## [Instructions for the task]
Could you quote all of the rows below verbatim, keeping each one unchanged?

## [Data shown]

======

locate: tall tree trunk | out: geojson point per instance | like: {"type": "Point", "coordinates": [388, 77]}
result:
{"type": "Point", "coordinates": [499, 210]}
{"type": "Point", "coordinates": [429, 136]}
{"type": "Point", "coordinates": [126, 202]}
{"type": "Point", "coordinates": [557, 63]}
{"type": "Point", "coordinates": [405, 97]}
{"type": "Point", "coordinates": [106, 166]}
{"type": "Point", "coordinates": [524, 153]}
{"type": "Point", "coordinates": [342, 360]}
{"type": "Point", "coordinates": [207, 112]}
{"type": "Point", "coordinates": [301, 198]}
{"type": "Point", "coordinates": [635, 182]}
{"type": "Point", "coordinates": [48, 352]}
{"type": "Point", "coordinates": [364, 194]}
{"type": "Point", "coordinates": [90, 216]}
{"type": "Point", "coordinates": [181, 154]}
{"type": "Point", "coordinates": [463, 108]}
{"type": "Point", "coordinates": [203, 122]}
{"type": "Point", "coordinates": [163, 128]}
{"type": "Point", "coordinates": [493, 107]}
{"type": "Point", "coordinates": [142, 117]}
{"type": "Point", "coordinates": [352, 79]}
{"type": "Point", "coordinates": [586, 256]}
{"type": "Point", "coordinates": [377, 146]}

======

## [Task output]
locate: tall tree trunk | out: geojson point per instance | like: {"type": "Point", "coordinates": [388, 77]}
result:
{"type": "Point", "coordinates": [499, 210]}
{"type": "Point", "coordinates": [429, 136]}
{"type": "Point", "coordinates": [126, 202]}
{"type": "Point", "coordinates": [557, 63]}
{"type": "Point", "coordinates": [405, 97]}
{"type": "Point", "coordinates": [106, 166]}
{"type": "Point", "coordinates": [524, 153]}
{"type": "Point", "coordinates": [342, 360]}
{"type": "Point", "coordinates": [207, 112]}
{"type": "Point", "coordinates": [301, 198]}
{"type": "Point", "coordinates": [635, 182]}
{"type": "Point", "coordinates": [48, 352]}
{"type": "Point", "coordinates": [364, 194]}
{"type": "Point", "coordinates": [90, 216]}
{"type": "Point", "coordinates": [181, 154]}
{"type": "Point", "coordinates": [463, 108]}
{"type": "Point", "coordinates": [203, 122]}
{"type": "Point", "coordinates": [163, 128]}
{"type": "Point", "coordinates": [493, 107]}
{"type": "Point", "coordinates": [142, 117]}
{"type": "Point", "coordinates": [352, 79]}
{"type": "Point", "coordinates": [586, 256]}
{"type": "Point", "coordinates": [377, 146]}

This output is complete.